= WHAT YOU NEED TO DO =
Reproduce the following lines word for word.

= TASK INPUTS =
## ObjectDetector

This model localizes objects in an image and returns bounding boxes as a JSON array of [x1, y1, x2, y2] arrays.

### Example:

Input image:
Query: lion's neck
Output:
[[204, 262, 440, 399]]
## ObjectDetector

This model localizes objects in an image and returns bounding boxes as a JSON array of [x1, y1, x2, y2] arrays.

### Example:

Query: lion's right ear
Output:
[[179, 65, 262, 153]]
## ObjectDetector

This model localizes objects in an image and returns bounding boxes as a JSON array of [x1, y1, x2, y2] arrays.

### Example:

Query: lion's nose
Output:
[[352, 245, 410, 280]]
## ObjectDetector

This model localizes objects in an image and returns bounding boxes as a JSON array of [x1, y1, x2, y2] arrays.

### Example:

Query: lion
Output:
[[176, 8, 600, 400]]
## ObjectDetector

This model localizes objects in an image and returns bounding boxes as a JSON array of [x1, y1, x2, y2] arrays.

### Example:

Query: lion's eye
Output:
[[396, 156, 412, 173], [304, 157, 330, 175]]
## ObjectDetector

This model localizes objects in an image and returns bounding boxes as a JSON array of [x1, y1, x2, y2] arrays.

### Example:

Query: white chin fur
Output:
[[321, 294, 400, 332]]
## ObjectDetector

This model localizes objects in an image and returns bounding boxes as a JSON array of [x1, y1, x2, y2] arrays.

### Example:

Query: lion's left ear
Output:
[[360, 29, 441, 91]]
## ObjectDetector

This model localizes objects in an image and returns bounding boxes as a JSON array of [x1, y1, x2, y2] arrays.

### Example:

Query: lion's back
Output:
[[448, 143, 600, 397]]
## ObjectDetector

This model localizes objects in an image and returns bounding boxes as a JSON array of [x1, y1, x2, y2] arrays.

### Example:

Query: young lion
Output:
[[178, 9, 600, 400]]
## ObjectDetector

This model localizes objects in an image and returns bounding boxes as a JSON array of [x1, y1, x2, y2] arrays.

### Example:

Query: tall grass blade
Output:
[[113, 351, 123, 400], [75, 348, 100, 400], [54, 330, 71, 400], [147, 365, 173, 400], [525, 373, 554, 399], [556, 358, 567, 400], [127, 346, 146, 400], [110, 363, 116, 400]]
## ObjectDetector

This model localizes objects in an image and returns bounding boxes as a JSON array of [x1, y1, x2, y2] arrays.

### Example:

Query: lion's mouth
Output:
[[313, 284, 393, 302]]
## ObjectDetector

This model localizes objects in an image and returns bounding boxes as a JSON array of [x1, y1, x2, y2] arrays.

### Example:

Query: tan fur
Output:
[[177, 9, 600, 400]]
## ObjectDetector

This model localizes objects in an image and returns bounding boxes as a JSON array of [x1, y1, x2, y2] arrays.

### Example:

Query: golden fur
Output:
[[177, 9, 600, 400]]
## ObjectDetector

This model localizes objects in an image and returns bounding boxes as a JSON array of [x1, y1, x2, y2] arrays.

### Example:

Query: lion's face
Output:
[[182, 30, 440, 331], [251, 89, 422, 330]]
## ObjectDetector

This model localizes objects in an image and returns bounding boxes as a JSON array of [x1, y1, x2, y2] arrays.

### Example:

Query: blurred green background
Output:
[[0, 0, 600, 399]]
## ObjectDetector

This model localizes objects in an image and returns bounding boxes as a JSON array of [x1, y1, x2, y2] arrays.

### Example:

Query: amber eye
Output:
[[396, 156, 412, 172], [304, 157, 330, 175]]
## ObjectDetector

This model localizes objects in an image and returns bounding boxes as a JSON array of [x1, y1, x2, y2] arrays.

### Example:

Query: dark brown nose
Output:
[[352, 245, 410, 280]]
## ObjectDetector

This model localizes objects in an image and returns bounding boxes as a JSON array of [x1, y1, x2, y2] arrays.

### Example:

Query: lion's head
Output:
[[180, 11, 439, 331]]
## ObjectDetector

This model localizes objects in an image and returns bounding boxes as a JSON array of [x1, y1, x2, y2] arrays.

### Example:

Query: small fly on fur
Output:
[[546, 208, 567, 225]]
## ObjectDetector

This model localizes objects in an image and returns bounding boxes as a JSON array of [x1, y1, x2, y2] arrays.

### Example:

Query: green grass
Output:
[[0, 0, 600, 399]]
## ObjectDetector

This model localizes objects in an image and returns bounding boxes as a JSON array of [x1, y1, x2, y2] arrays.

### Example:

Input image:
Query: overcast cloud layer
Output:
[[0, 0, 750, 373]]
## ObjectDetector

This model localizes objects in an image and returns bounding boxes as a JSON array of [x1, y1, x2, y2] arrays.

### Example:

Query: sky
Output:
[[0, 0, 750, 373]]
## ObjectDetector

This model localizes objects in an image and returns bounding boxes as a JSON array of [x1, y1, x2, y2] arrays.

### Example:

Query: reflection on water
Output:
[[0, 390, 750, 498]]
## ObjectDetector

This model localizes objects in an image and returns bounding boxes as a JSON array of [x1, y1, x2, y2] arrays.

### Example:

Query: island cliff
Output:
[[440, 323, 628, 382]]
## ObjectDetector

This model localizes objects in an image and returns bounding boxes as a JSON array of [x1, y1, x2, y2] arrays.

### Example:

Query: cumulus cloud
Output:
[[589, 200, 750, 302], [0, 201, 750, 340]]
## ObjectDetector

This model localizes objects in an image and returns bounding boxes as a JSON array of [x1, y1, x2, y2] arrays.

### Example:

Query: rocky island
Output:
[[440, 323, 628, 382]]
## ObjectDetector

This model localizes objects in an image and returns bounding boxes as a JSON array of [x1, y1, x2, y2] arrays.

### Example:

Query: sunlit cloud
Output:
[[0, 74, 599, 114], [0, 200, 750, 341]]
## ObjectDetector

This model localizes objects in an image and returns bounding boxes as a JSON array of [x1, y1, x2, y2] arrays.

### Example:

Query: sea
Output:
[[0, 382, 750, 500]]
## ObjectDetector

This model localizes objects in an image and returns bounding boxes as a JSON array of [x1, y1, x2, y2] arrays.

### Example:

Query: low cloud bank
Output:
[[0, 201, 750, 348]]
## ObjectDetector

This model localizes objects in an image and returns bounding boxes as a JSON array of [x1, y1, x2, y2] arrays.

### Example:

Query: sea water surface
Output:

= OUTPUT BELOW =
## ObjectDetector

This model localizes objects in an image and returns bounding boxes as a JSON array of [x1, y1, x2, y2] arrays.

### Example:

Input image:
Query: lion's neck
Output:
[[204, 262, 440, 399]]
## ObjectDetector

This model localizes objects in an image and returns bounding boxes as a JSON array of [x1, y1, x2, y2] arrays.

### Example:

Query: lion's right ear
Output:
[[179, 65, 262, 153]]
## ObjectDetector

This model localizes objects in an image and returns bounding boxes as a JSON array of [x1, y1, x2, y2] arrays.

### Example:

Query: lion's nose
Output:
[[352, 245, 410, 280]]
## ObjectDetector

This model localizes objects in an image and returns bounding boxes as a JSON array of [x1, y1, x2, y2] arrays.

### Example:

Query: lion
Output:
[[176, 8, 600, 400]]
## ObjectDetector

This model localizes objects in an image and returns bounding boxes as a JSON array of [x1, y1, x2, y2] arrays.

### Example:

Query: lion's eye
Output:
[[396, 156, 412, 173], [304, 157, 330, 175]]
## ObjectDetector

This model localizes objects in an image and returns bounding boxes as a JSON array of [x1, y1, x2, y2] arrays.

### Example:

Query: white chin fur
Output:
[[321, 294, 400, 332]]
## ObjectDetector

This model localizes objects in an image and returns bounding boxes as a JSON array of [x1, y1, x2, y2] arrays.

### Example:

Query: lion's left ear
Output:
[[360, 29, 441, 91]]
## ObjectDetector

This model localizes objects in an image and returns bounding boxes as a JSON array of [x1, y1, x2, y2] arrays.

### Example:

Query: lion's back
Output:
[[448, 143, 600, 397]]
## ObjectDetector

This model localizes objects in an image and returns bounding boxes as a JSON array of [x1, y1, x2, y2] arrays.

### Example:

Query: young lion
Output:
[[178, 9, 600, 400]]
## ObjectDetector

This model localizes objects in an image and returns bounding boxes as a JSON array of [x1, y1, x2, y2] arrays.

### Example:

Query: tall grass blade
Output:
[[113, 351, 123, 400], [75, 348, 100, 400], [54, 330, 71, 400], [147, 365, 173, 400], [525, 373, 554, 399], [556, 358, 567, 400], [127, 346, 146, 400], [110, 363, 116, 400]]
## ObjectDetector

This model localizes objects in an image and returns bounding boxes as a JSON array of [x1, y1, x2, y2] arrays.

### Example:

Query: lion's mouth
Output:
[[313, 284, 393, 302]]
## ObjectDetector

This model localizes objects in an image and returns bounding boxes as a JSON array of [x1, y1, x2, y2] arrays.

### Example:

Query: tan fur
Output:
[[177, 9, 600, 400]]
## ObjectDetector

This model localizes objects in an image and returns bounding boxes as a JSON array of [x1, y1, x2, y2] arrays.

### Example:

Query: golden fur
Output:
[[177, 9, 600, 400]]
## ObjectDetector

This model localizes objects in an image and returns bounding boxes as a JSON array of [x1, y1, x2, y2] arrays.

### Example:

Query: lion's face
Output:
[[182, 30, 440, 331], [251, 89, 422, 330]]
## ObjectDetector

This model localizes objects in an image and returns bounding boxes as a JSON array of [x1, y1, x2, y2] arrays.

### Example:

Query: blurred green background
Output:
[[0, 0, 600, 399]]
## ObjectDetector

This model localizes objects in an image and returns bounding boxes as a JSON array of [x1, y1, x2, y2] arrays.

### Example:

Query: amber eye
Output:
[[396, 156, 412, 172], [304, 157, 330, 175]]
## ObjectDetector

This model localizes objects in an image and returns bounding boxes as a JSON array of [x1, y1, x2, y2] arrays.

### Example:

Query: dark brown nose
Output:
[[352, 245, 410, 280]]
## ObjectDetector

This model localizes objects in an image and returns bounding boxes as a JSON array of [x1, y1, x2, y2] arrays.

### Example:

Query: lion's head
Output:
[[180, 11, 439, 331]]
## ObjectDetector

This model localizes objects in an image and returns bounding boxes as a JSON array of [x1, y1, x2, y2] arrays.

### Example:

Query: small fly on fur
Output:
[[546, 208, 567, 225]]
## ObjectDetector

This model localizes objects in an image and returns bounding boxes as a JSON array of [x1, y1, x2, y2] arrays.

### Example:

Query: green grass
Output:
[[0, 0, 600, 399]]
## ObjectDetector

This model localizes objects in an image and returns bounding boxes as a JSON array of [x1, y1, x2, y2] arrays.

### Example:

Input image:
Query: overcast cloud layer
Output:
[[0, 0, 750, 373]]
## ObjectDetector

This model localizes objects in an image and returns bounding boxes as a JSON array of [x1, y1, x2, y2] arrays.

### Example:

Query: sky
Output:
[[0, 0, 750, 373]]
## ObjectDetector

This model localizes objects in an image and returns bounding boxes as a JSON array of [x1, y1, x2, y2] arrays.

### Example:

Query: reflection on water
Output:
[[0, 390, 750, 498]]
## ObjectDetector

This model localizes objects in an image and returns bounding boxes as a JSON array of [x1, y1, x2, y2] arrays.

### Example:

Query: island cliff
Output:
[[440, 323, 628, 382]]
## ObjectDetector

This model localizes objects in an image and returns bounding boxes as a JSON array of [x1, y1, x2, y2] arrays.

### Example:

Query: cumulus cloud
Output:
[[589, 200, 750, 302], [0, 201, 750, 340]]
## ObjectDetector

This model localizes objects in an image and returns bounding boxes as a JSON array of [x1, y1, x2, y2] arrays.

### Example:

Query: rocky island
Output:
[[440, 323, 628, 382]]
## ObjectDetector

This model localizes objects in an image and returns bounding boxes as a JSON array of [x1, y1, x2, y2] arrays.

### Example:

Query: sunlit cloud
Output:
[[0, 74, 599, 114], [0, 200, 750, 341]]
## ObjectDetector

This model localizes objects in an image and returns bounding boxes as a JSON array of [x1, y1, x2, y2] arrays.

### Example:

Query: sea
Output:
[[0, 382, 750, 500]]
## ObjectDetector

This model localizes objects in an image and returns bounding boxes as a JSON array of [x1, y1, x2, y2] arrays.

### Example:

Query: low cloud bank
Output:
[[0, 201, 750, 348]]
## ObjectDetector

This model localizes objects in an image and returns bounding boxes as a JSON array of [x1, y1, x2, y2] arrays.

### Example:

Query: sea water surface
Output:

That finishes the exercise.